*ASSIGNMENT*:
Every record below should be retyped exactly, and no picture should appear in the copy.

*MATERIAL PROVIDED*:

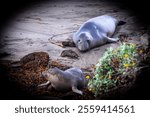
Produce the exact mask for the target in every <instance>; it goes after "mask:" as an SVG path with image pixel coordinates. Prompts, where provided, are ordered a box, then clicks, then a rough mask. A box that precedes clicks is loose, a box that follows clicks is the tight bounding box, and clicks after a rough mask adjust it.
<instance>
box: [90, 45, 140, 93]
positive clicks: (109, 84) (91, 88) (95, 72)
mask: <svg viewBox="0 0 150 117" xmlns="http://www.w3.org/2000/svg"><path fill="white" fill-rule="evenodd" d="M137 56H138V53H137V47H136V45H135V44H133V43H130V44H128V43H123V44H122V45H120V46H119V47H118V48H116V49H112V48H109V49H107V51H106V52H105V53H104V55H103V56H102V58H101V59H100V60H99V61H98V63H97V65H96V69H95V73H94V74H95V76H94V78H92V79H90V80H89V83H88V89H89V90H90V91H92V92H93V93H94V94H95V96H97V95H98V94H102V93H106V92H109V91H110V90H111V89H113V88H115V87H116V86H117V81H118V80H120V78H121V77H122V78H123V76H124V75H126V76H127V75H130V74H129V71H132V70H134V69H135V68H136V66H137V63H138V60H137Z"/></svg>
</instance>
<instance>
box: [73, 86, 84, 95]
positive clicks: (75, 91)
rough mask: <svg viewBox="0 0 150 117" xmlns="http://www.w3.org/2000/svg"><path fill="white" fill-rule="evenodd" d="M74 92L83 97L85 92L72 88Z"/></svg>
mask: <svg viewBox="0 0 150 117" xmlns="http://www.w3.org/2000/svg"><path fill="white" fill-rule="evenodd" d="M72 91H73V92H75V93H78V94H80V95H83V92H82V91H80V90H78V89H77V88H76V87H75V86H72Z"/></svg>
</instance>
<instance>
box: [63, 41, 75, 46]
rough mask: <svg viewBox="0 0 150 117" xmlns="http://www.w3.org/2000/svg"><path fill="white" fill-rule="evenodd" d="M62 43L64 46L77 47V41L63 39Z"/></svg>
mask: <svg viewBox="0 0 150 117" xmlns="http://www.w3.org/2000/svg"><path fill="white" fill-rule="evenodd" d="M62 45H63V46H64V47H75V43H74V42H73V41H63V42H62Z"/></svg>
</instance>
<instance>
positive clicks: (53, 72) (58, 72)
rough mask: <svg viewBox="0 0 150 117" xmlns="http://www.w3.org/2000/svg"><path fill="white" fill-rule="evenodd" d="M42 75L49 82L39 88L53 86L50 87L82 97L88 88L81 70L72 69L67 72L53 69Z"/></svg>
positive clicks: (46, 82)
mask: <svg viewBox="0 0 150 117" xmlns="http://www.w3.org/2000/svg"><path fill="white" fill-rule="evenodd" d="M42 75H43V76H45V77H46V78H47V80H48V81H47V82H46V83H43V84H40V85H39V86H45V85H48V84H51V85H50V87H53V88H54V89H56V90H57V91H61V92H69V91H73V92H75V93H78V94H81V95H82V94H83V92H82V91H81V90H82V89H84V88H85V87H86V86H87V81H86V78H85V77H84V75H83V72H82V70H80V69H79V68H70V69H67V70H65V71H62V70H60V69H58V68H53V69H49V70H48V71H44V72H42Z"/></svg>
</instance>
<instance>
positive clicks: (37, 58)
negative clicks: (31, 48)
mask: <svg viewBox="0 0 150 117" xmlns="http://www.w3.org/2000/svg"><path fill="white" fill-rule="evenodd" d="M20 63H21V66H22V67H23V68H24V69H30V70H37V69H38V68H40V67H47V65H48V63H49V55H48V53H46V52H34V53H30V54H28V55H26V56H24V57H23V58H22V59H21V60H20Z"/></svg>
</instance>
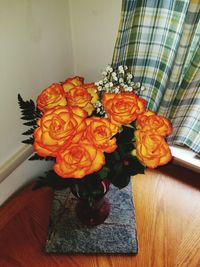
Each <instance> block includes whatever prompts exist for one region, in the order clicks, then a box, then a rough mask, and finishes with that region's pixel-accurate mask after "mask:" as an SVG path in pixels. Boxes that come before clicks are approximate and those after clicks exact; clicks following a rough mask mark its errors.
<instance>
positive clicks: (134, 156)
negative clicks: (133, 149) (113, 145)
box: [123, 154, 145, 175]
mask: <svg viewBox="0 0 200 267" xmlns="http://www.w3.org/2000/svg"><path fill="white" fill-rule="evenodd" d="M123 161H124V169H125V172H126V173H128V174H129V175H136V174H138V173H141V174H143V173H144V170H145V166H144V165H142V164H141V163H140V161H139V160H138V159H137V157H136V156H133V155H131V154H127V155H126V156H125V157H124V159H123Z"/></svg>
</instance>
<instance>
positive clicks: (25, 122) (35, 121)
mask: <svg viewBox="0 0 200 267" xmlns="http://www.w3.org/2000/svg"><path fill="white" fill-rule="evenodd" d="M23 125H26V126H34V125H36V120H33V121H28V122H25V123H23Z"/></svg>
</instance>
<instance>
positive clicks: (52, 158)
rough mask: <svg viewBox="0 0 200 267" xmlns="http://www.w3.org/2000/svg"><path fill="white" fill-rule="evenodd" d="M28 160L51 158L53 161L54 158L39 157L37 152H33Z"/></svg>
mask: <svg viewBox="0 0 200 267" xmlns="http://www.w3.org/2000/svg"><path fill="white" fill-rule="evenodd" d="M28 160H46V161H48V160H53V161H55V158H53V157H41V156H39V155H38V154H37V153H35V154H34V155H33V156H31V157H30V158H29V159H28Z"/></svg>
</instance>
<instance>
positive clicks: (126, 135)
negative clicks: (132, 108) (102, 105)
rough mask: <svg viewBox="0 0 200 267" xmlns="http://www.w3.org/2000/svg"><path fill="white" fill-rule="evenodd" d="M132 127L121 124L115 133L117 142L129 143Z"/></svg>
mask: <svg viewBox="0 0 200 267" xmlns="http://www.w3.org/2000/svg"><path fill="white" fill-rule="evenodd" d="M134 129H135V128H134V127H130V126H128V127H127V126H123V127H122V131H121V132H120V133H118V134H117V135H116V138H117V144H120V143H129V142H131V141H132V139H133V138H134Z"/></svg>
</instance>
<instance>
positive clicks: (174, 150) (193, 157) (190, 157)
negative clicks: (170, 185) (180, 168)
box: [170, 146, 200, 173]
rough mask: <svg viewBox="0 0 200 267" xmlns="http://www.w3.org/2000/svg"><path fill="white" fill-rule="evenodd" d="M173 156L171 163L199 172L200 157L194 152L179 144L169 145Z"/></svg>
mask: <svg viewBox="0 0 200 267" xmlns="http://www.w3.org/2000/svg"><path fill="white" fill-rule="evenodd" d="M170 149H171V152H172V155H173V157H174V159H173V163H174V164H176V165H180V166H183V167H185V168H188V169H191V170H193V171H195V172H198V173H200V158H198V157H197V156H196V154H195V152H193V151H191V150H190V149H188V148H185V147H180V146H170Z"/></svg>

*SOLUTION TO THIS EXERCISE*:
Produce the exact mask for the target in every <instance>; it goes after "mask:" as an SVG path with image pixel coordinates. Prompts, where provided, are ordered a box, then clicks, then a rough mask. A box that precedes clicks is loose, a box that follows clicks is the tight bounding box, and clicks after a rough mask adjust it.
<instance>
box: [90, 45, 140, 93]
positive clicks: (109, 84) (91, 88) (95, 72)
mask: <svg viewBox="0 0 150 117" xmlns="http://www.w3.org/2000/svg"><path fill="white" fill-rule="evenodd" d="M137 56H138V53H137V47H136V45H135V44H133V43H130V44H128V43H123V44H122V45H120V46H119V47H118V48H116V49H112V48H109V49H107V51H106V52H105V53H104V55H103V56H102V58H101V59H100V60H99V61H98V63H97V65H96V69H95V73H94V74H95V76H94V78H92V79H90V80H89V83H88V89H89V90H90V91H92V92H93V93H94V94H95V96H97V95H98V94H102V93H106V92H109V91H110V90H111V89H113V88H115V87H116V86H117V81H118V80H120V78H121V77H122V78H123V76H124V75H126V76H127V75H130V74H129V71H132V70H134V69H135V68H136V66H137V63H138V60H137Z"/></svg>
</instance>
<instance>
box: [73, 86, 84, 95]
positive clicks: (75, 91)
rough mask: <svg viewBox="0 0 150 117" xmlns="http://www.w3.org/2000/svg"><path fill="white" fill-rule="evenodd" d="M74 92L83 97L85 92L72 88Z"/></svg>
mask: <svg viewBox="0 0 150 117" xmlns="http://www.w3.org/2000/svg"><path fill="white" fill-rule="evenodd" d="M72 91H73V92H75V93H78V94H80V95H83V92H82V91H80V90H78V89H77V88H76V87H75V86H72Z"/></svg>
</instance>
<instance>
box: [63, 41, 75, 46]
rough mask: <svg viewBox="0 0 150 117" xmlns="http://www.w3.org/2000/svg"><path fill="white" fill-rule="evenodd" d="M62 43L64 46L77 47V41L63 39Z"/></svg>
mask: <svg viewBox="0 0 150 117" xmlns="http://www.w3.org/2000/svg"><path fill="white" fill-rule="evenodd" d="M62 45H63V46H64V47H75V43H74V42H73V41H63V42H62Z"/></svg>
</instance>
<instance>
positive clicks: (53, 72) (58, 72)
rough mask: <svg viewBox="0 0 150 117" xmlns="http://www.w3.org/2000/svg"><path fill="white" fill-rule="evenodd" d="M42 75L49 82L39 88L53 86L50 87L82 97L88 88L81 70L72 69L67 72L53 69Z"/></svg>
positive clicks: (46, 82)
mask: <svg viewBox="0 0 150 117" xmlns="http://www.w3.org/2000/svg"><path fill="white" fill-rule="evenodd" d="M42 75H43V76H45V77H46V78H47V80H48V81H47V82H46V83H43V84H40V85H39V86H45V85H48V84H51V85H50V87H53V88H54V89H56V90H57V91H61V92H69V91H73V92H75V93H78V94H81V95H82V94H83V92H82V91H81V90H82V89H84V88H85V87H86V86H87V81H86V78H85V77H84V75H83V72H82V70H80V69H79V68H70V69H67V70H65V71H62V70H60V69H58V68H53V69H49V70H48V71H44V72H42Z"/></svg>
</instance>
<instance>
positive clicks: (37, 58)
negative clicks: (31, 48)
mask: <svg viewBox="0 0 150 117" xmlns="http://www.w3.org/2000/svg"><path fill="white" fill-rule="evenodd" d="M20 63H21V66H22V67H23V68H24V69H30V70H37V69H38V68H40V67H47V65H48V63H49V55H48V53H46V52H34V53H30V54H28V55H26V56H24V57H23V58H22V59H21V60H20Z"/></svg>
</instance>
Each <instance> block includes whatever prompts exist for one region, in the order clicks, then a box, then a rough mask, and finishes with that region's pixel-accurate mask after "mask:" as an SVG path in pixels. Boxes that come before clicks are approximate and those after clicks exact; clicks following a rough mask mark its errors.
<instance>
positive clicks: (134, 156)
negative clicks: (133, 149) (113, 145)
box: [123, 154, 145, 175]
mask: <svg viewBox="0 0 200 267" xmlns="http://www.w3.org/2000/svg"><path fill="white" fill-rule="evenodd" d="M123 161H124V169H125V172H126V173H128V174H129V175H136V174H138V173H141V174H143V173H144V170H145V166H144V165H142V164H141V163H140V161H139V160H138V159H137V157H136V156H133V155H131V154H127V155H126V156H125V157H124V159H123Z"/></svg>
</instance>
<instance>
positive clicks: (25, 122) (35, 121)
mask: <svg viewBox="0 0 200 267" xmlns="http://www.w3.org/2000/svg"><path fill="white" fill-rule="evenodd" d="M23 125H26V126H34V125H36V120H33V121H28V122H25V123H23Z"/></svg>
</instance>
<instance>
positive clicks: (52, 158)
rough mask: <svg viewBox="0 0 200 267" xmlns="http://www.w3.org/2000/svg"><path fill="white" fill-rule="evenodd" d="M28 160L51 158L53 161L54 158L39 157L37 152H33Z"/></svg>
mask: <svg viewBox="0 0 200 267" xmlns="http://www.w3.org/2000/svg"><path fill="white" fill-rule="evenodd" d="M28 160H46V161H48V160H53V161H55V158H53V157H41V156H39V155H38V154H37V153H35V154H34V155H33V156H31V157H30V158H29V159H28Z"/></svg>
</instance>
<instance>
positive clicks: (126, 135)
negative clicks: (132, 108) (102, 105)
rough mask: <svg viewBox="0 0 200 267" xmlns="http://www.w3.org/2000/svg"><path fill="white" fill-rule="evenodd" d="M132 127L121 124L115 133L117 142L129 143Z"/></svg>
mask: <svg viewBox="0 0 200 267" xmlns="http://www.w3.org/2000/svg"><path fill="white" fill-rule="evenodd" d="M134 129H135V128H134V127H130V126H128V127H127V126H123V127H122V131H121V132H120V133H118V134H117V135H116V138H117V144H120V143H129V142H131V141H132V139H133V138H134Z"/></svg>
</instance>
<instance>
positive clicks: (174, 150) (193, 157) (190, 157)
negative clicks: (170, 185) (180, 168)
box: [170, 146, 200, 173]
rough mask: <svg viewBox="0 0 200 267" xmlns="http://www.w3.org/2000/svg"><path fill="white" fill-rule="evenodd" d="M173 156L171 163L199 172L200 157L194 152L179 144L169 145Z"/></svg>
mask: <svg viewBox="0 0 200 267" xmlns="http://www.w3.org/2000/svg"><path fill="white" fill-rule="evenodd" d="M170 149H171V152H172V155H173V157H174V159H173V163H174V164H176V165H180V166H183V167H185V168H188V169H191V170H193V171H195V172H198V173H200V158H198V157H197V156H196V154H195V152H193V151H191V150H190V149H188V148H185V147H180V146H170Z"/></svg>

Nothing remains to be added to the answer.